───── Data entries ─────
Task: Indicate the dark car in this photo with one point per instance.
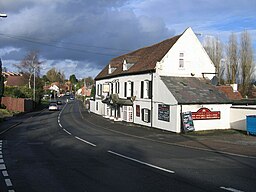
(59, 102)
(53, 107)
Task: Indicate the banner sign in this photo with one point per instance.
(205, 114)
(164, 112)
(187, 121)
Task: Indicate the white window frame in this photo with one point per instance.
(181, 61)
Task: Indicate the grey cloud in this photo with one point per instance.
(76, 30)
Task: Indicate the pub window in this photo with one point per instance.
(99, 89)
(181, 63)
(97, 106)
(146, 89)
(128, 89)
(117, 87)
(145, 115)
(181, 60)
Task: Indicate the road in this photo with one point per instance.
(67, 151)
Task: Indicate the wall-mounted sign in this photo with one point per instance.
(137, 111)
(105, 88)
(187, 121)
(205, 114)
(164, 112)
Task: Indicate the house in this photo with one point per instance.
(15, 79)
(163, 86)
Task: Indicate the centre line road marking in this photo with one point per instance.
(141, 162)
(5, 173)
(67, 131)
(231, 189)
(87, 142)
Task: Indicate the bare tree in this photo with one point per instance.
(30, 65)
(232, 59)
(214, 49)
(246, 62)
(55, 76)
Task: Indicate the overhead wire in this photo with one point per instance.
(37, 41)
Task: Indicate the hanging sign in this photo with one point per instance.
(205, 114)
(164, 112)
(187, 121)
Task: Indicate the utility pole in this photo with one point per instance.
(2, 15)
(1, 83)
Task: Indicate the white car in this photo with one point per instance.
(53, 107)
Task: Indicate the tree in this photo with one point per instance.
(246, 62)
(214, 49)
(232, 59)
(55, 76)
(30, 65)
(1, 83)
(73, 79)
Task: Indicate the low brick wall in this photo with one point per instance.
(18, 104)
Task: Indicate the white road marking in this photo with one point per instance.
(67, 132)
(231, 189)
(87, 142)
(2, 167)
(8, 182)
(5, 174)
(141, 162)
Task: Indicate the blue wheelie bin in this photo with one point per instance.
(251, 124)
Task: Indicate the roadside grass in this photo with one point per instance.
(5, 113)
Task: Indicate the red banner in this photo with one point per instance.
(205, 114)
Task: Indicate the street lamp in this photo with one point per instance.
(3, 15)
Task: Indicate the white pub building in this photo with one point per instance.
(167, 85)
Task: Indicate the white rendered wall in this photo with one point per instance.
(196, 60)
(238, 116)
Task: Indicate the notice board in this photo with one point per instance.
(164, 112)
(187, 121)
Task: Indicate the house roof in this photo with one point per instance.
(228, 91)
(16, 81)
(144, 59)
(192, 90)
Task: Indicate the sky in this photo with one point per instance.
(81, 36)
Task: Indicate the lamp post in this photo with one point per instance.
(3, 15)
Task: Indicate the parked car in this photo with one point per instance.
(59, 102)
(53, 107)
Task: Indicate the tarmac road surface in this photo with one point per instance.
(73, 150)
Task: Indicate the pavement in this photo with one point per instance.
(229, 142)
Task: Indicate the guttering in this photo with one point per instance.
(126, 74)
(204, 103)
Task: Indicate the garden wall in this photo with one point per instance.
(17, 104)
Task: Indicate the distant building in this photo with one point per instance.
(163, 86)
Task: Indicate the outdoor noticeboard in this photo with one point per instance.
(164, 112)
(187, 121)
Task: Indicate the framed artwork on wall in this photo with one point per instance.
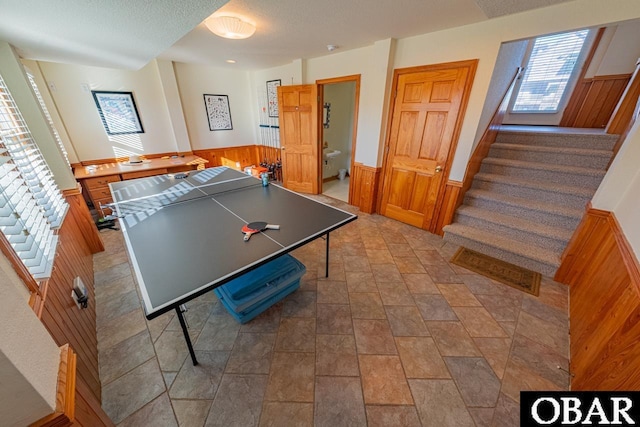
─────
[Written request] Return every line of the location identification entries above verbatim, with the pictures left out.

[Exercise output]
Task: Indicate the dark car in this photo with one point per instance.
(59, 102)
(53, 107)
Task: Indicate the banner sign in this photo with one point per instance.
(205, 114)
(164, 112)
(187, 121)
Task: Indicate the white window frame in this photo with one point per instance.
(181, 61)
Task: Indicate the grey cloud in this photo with one point per instance.
(76, 30)
Task: Indicate the pub window in this photo with one point per instance.
(99, 89)
(181, 63)
(97, 106)
(146, 89)
(128, 89)
(117, 87)
(145, 115)
(181, 60)
Task: Indicate the road in this photo with one point per instance.
(67, 151)
Task: Indicate the wall-mounted sign in this photo with one point per instance.
(137, 111)
(105, 88)
(187, 121)
(205, 114)
(164, 112)
Task: Indicate the house in this photo with one point per instance.
(15, 79)
(163, 86)
Task: Indicate the centre line road marking in this photo with one point per instance.
(141, 162)
(5, 173)
(67, 131)
(231, 189)
(87, 142)
Task: Indicate the bare tree in this photo with one point per instance.
(30, 65)
(232, 59)
(214, 49)
(246, 62)
(55, 76)
Task: Indicate the overhead wire in this photo with one point per instance.
(37, 41)
Task: Indicate the hanging sign in this photo with one point per instance.
(205, 114)
(164, 112)
(187, 121)
Task: Indicate the utility pole in this photo with one point per instance.
(2, 15)
(1, 83)
Task: Indicate the white car in this photo with one point per instance.
(53, 107)
Task: Indicate the tree in this photo with one point per instance.
(246, 62)
(214, 49)
(232, 59)
(55, 76)
(30, 65)
(1, 83)
(73, 79)
Task: Indicate the low brick wall in this photo with one point per instance.
(18, 104)
Task: Indicate the white road marking in this photo with one point per instance.
(67, 132)
(231, 189)
(87, 142)
(2, 167)
(8, 182)
(5, 174)
(141, 162)
Task: Indicate the blue wheelie bin in this photo with one point per instance.
(251, 124)
Task: Indicate the roadside grass in this photo with one point per instance.
(5, 113)
Task: Indicate the red banner in this photo with one point per instance.
(205, 114)
Task: Indicate the street lamp in this photo with one point per instance.
(3, 15)
Task: Indicate the white pub building in this photo with one point per instance.
(167, 85)
Task: Indicate the white rendered wall in this photo with one point per instance.
(196, 60)
(238, 116)
Task: Indicate the notice board in this photo with one point per instance.
(164, 112)
(187, 121)
Task: Indicate the house roof in this photo with one point per instance.
(228, 91)
(16, 81)
(144, 59)
(192, 90)
Task: Indicate the sky in this photo with one point per instance.
(81, 36)
Task: Indicate the lamp post in this photo with one point per instance.
(3, 15)
Task: Indicate the parked car in this photo with one point per instance.
(59, 102)
(53, 107)
Task: Indicate the tarmac road surface in this photo with one point per instance.
(73, 150)
Task: Indicate the pavement in this photo with one point per instance.
(229, 142)
Task: Indicate the guttering in this photo with one point per instance.
(126, 74)
(204, 103)
Task: Indicate the garden wall in this photo with one point per instance.
(17, 104)
Task: Indicate the distant building in this photo with one point per instance.
(163, 86)
Task: Indicate the outdoor noticeboard in this photo with one point per instance.
(164, 112)
(187, 121)
Task: Indicate the framed artwork on wall in this photo with one point per instance.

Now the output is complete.